*Directions for this task:* Each record should be given back exactly, with none missing.

[Material for this exercise — start]

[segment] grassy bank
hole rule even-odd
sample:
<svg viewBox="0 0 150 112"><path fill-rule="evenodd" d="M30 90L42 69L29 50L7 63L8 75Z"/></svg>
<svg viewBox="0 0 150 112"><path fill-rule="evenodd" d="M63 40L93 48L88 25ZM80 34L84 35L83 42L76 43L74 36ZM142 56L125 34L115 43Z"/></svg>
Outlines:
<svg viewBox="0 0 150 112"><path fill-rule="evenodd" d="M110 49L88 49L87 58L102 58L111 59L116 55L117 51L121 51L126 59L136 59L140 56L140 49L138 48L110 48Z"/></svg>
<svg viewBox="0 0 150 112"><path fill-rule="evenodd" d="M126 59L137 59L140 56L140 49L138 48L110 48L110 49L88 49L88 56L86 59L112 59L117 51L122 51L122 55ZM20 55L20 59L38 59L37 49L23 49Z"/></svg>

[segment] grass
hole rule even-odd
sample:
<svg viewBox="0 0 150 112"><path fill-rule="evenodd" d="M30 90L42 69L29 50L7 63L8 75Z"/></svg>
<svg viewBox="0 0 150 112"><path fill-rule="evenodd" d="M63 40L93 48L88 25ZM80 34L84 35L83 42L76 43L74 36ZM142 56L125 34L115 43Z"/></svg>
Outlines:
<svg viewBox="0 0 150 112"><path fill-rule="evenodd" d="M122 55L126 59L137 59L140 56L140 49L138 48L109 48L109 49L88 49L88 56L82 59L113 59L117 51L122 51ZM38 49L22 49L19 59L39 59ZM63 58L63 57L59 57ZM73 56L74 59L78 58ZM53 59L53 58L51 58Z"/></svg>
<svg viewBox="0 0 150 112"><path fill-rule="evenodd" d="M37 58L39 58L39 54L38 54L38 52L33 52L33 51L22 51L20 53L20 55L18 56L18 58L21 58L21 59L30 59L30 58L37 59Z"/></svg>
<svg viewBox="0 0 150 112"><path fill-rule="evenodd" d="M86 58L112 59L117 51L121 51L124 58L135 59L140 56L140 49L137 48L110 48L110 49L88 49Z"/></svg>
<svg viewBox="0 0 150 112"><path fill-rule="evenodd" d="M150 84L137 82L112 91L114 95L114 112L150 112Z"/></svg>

[Material for this exercise — finish]

*Solution for this task:*
[segment] grassy bank
hole rule even-odd
sample:
<svg viewBox="0 0 150 112"><path fill-rule="evenodd" d="M30 90L42 69L29 50L7 63L8 75Z"/></svg>
<svg viewBox="0 0 150 112"><path fill-rule="evenodd" d="M63 40L93 48L88 25ZM80 34L84 35L83 42L76 43L74 36ZM142 56L125 34L115 43Z"/></svg>
Outlines:
<svg viewBox="0 0 150 112"><path fill-rule="evenodd" d="M110 49L88 49L87 58L102 58L111 59L116 55L117 51L121 51L126 59L136 59L140 56L140 49L138 48L110 48Z"/></svg>
<svg viewBox="0 0 150 112"><path fill-rule="evenodd" d="M126 59L137 59L140 56L140 49L138 48L110 48L110 49L88 49L88 56L86 59L112 59L117 51L122 51L122 55ZM20 55L20 59L38 59L37 49L23 49Z"/></svg>

[segment] grass
hole rule even-odd
sample:
<svg viewBox="0 0 150 112"><path fill-rule="evenodd" d="M30 90L42 69L29 50L7 63L8 75Z"/></svg>
<svg viewBox="0 0 150 112"><path fill-rule="evenodd" d="M63 40L93 48L88 25ZM80 34L84 35L83 42L76 43L74 36ZM142 56L125 34L115 43Z"/></svg>
Outlines:
<svg viewBox="0 0 150 112"><path fill-rule="evenodd" d="M122 55L126 59L137 59L140 56L140 49L138 48L109 48L109 49L88 49L88 56L82 59L113 59L117 51L122 51ZM38 49L22 49L19 59L39 59ZM63 58L63 57L59 57ZM73 56L74 59L78 58ZM53 59L53 58L51 58Z"/></svg>
<svg viewBox="0 0 150 112"><path fill-rule="evenodd" d="M37 58L39 58L39 54L38 54L38 52L33 52L33 51L22 51L20 53L20 55L18 56L18 58L21 58L21 59L30 59L30 58L37 59Z"/></svg>
<svg viewBox="0 0 150 112"><path fill-rule="evenodd" d="M86 58L112 59L117 51L121 51L124 58L135 59L140 56L140 49L137 48L110 48L110 49L88 49Z"/></svg>
<svg viewBox="0 0 150 112"><path fill-rule="evenodd" d="M150 84L137 82L112 91L114 95L114 112L150 112Z"/></svg>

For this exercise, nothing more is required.